§ **SELECTED EXCERPT**
## start

17 At first blush, the heading to s 10 might be thought to stand at odds with the content of the subsection. The heading refers to enforceability of contracts and other rights. The subsection refers to “remedy” and not to “rights”. It might be though that the words “is not entitled to damages” could be read as taking away both a right and a remedy. However, the language of (a) would suggest that damages is being treated as a remedy and that what has been taken away from the builder is that remedy together with any other remedy in respect of a breach of the contract committed by any other party to it. The remedies contemplated by the provision are restricted to those available in respect of a breach of contract. The plaintiff places emphasis on the use of the word “enforce” as indicating an intention to exclude the mere exercise of a contractual right. The word had not appeared in earlier similar legislation. I do not accept that it has the effect contended for by the plaintiff. Further, it seems to me that if the Parliament had intended to merely take away remedies involving court proceedings, it would have expressly said so.

18 In my view, a right conferred by clause 25 of the contract is a remedy within the meaning of subs (3). Accordingly, I consider that the plaintiff was not entitled to rely on it in respect of a breach of the contract committed by the defendants.

19 This view finds support in what was said by Hodgson J (as he then was) in Edwards v J E Bignell Pty Ltd (1985) 2 NSWLR 392 at 397 and by Giles CJ Comm D (as he then was) in Elkateb v Lawindi (1997) 42 NSWLR 396 at 406. Both observed that “remedy” was not restricted to remedies involving court proceedings.

20 It does not seem to be in dispute that what has been described as the liability judgment was in reality the determination of a separate issue which determined liability in respect of part of the claim for damages brought by the defendants. The end result of that decision was a finding that the plaintiff did not validly terminate the contract (or more accurately, that he did not bring it to an end). In my view, the plaintiff has failed to demonstrate any basis for the disturbing of that decision.

## end

Stored entries
## start

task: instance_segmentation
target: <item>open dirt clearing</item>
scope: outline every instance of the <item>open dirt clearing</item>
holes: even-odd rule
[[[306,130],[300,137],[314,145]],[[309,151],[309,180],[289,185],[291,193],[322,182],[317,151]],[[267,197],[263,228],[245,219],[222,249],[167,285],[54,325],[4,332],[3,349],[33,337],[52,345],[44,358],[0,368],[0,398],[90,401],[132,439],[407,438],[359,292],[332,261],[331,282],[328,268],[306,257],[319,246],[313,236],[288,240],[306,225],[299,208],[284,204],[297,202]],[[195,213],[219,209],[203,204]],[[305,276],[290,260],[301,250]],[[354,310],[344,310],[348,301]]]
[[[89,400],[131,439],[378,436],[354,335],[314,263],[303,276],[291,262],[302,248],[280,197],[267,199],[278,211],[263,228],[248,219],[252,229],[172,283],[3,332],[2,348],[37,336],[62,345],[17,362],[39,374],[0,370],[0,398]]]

## end
## start

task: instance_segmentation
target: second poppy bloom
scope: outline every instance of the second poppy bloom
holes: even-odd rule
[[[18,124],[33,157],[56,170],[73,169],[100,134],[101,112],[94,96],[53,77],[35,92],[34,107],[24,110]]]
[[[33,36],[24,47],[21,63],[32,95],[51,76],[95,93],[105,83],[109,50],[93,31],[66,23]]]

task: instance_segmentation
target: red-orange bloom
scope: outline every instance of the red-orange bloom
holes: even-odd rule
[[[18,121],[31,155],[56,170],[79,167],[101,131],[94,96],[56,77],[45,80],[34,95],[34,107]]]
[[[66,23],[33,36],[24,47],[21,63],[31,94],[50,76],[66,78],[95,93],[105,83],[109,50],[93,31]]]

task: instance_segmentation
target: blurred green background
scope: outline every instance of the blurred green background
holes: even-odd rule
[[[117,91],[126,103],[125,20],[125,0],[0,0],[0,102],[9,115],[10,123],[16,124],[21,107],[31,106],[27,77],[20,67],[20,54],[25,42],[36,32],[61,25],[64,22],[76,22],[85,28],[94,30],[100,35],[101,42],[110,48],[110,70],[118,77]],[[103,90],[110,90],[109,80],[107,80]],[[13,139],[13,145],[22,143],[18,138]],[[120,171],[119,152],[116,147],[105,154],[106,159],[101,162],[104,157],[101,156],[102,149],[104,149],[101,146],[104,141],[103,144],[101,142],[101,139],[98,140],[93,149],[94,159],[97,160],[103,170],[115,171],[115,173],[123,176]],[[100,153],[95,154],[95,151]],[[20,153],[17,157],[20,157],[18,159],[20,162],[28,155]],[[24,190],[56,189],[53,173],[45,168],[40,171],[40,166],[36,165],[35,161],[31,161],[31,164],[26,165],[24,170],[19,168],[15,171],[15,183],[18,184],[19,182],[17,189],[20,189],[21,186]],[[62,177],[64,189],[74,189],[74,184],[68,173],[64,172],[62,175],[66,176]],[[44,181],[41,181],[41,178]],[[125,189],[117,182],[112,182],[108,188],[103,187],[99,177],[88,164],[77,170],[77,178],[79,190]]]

## end
## start

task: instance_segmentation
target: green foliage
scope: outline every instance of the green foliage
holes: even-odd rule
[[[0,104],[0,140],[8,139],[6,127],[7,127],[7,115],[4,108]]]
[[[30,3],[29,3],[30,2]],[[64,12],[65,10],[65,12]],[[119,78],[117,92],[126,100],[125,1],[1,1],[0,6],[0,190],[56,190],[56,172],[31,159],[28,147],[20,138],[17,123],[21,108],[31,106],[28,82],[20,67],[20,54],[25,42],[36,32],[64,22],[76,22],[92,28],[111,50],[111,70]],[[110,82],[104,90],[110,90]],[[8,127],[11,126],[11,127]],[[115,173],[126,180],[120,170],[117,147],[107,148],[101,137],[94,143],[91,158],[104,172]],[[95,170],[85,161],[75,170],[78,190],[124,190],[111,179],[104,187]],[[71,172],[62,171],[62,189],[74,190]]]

## end

§ **AIM**
Using the judgment excerpt on section 10, state whether each statement agrees with it, answering yes or no and quoting the deciding words: 1. The judge accepts the plaintiff's view of the effect of the word "enforce." 2. Hodgson J and Giles CJ Comm D both observed that "remedy" was not restricted to remedies involving court proceedings. 3. The liability judgment found that the plaintiff validly terminated the contract. The records have no connection to the text.

§ **EXERCISE RESPONSE**
1. No: "I do not accept that it has the effect contended for by the plaintiff."
2. Yes: "Both observed that “remedy” was not restricted to remedies involving court proceedings."
3. No: "a finding that the plaintiff did not validly terminate the contract"